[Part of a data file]
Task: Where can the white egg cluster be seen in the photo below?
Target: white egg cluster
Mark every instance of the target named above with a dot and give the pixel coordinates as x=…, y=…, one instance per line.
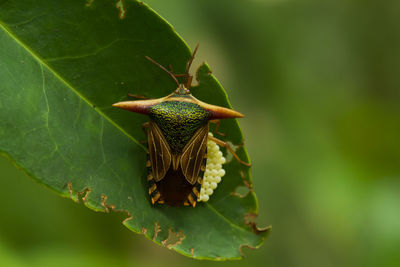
x=214, y=171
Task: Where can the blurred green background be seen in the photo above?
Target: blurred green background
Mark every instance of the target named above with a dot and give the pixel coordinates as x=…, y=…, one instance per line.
x=319, y=83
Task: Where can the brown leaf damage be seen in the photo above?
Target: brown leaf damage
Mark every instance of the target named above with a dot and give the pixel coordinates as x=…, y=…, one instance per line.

→ Task
Switch every "photo" in the lines above to "image" and give all the lines again with nothing else changed. Leave the pictures out.

→ Reply
Task: Where can the white egg cluster be seen in the image below?
Target: white egg cluster
Mark every instance of the target named above with a dot and give the pixel coordinates as x=…, y=…, one instance per line.
x=214, y=171
Task: Where can the blurred green background be seen in the image above?
Target: blurred green background
Mark every instance of the target named above with a dot and give the pixel coordinates as x=…, y=…, one instance per line.
x=319, y=83
Task: Where can the brown leaf damage be seen in the image above?
Target: brown leaf damage
Mark every instance of the target named above with a dot and give the pixel coordinates as x=…, y=…, one instance per line.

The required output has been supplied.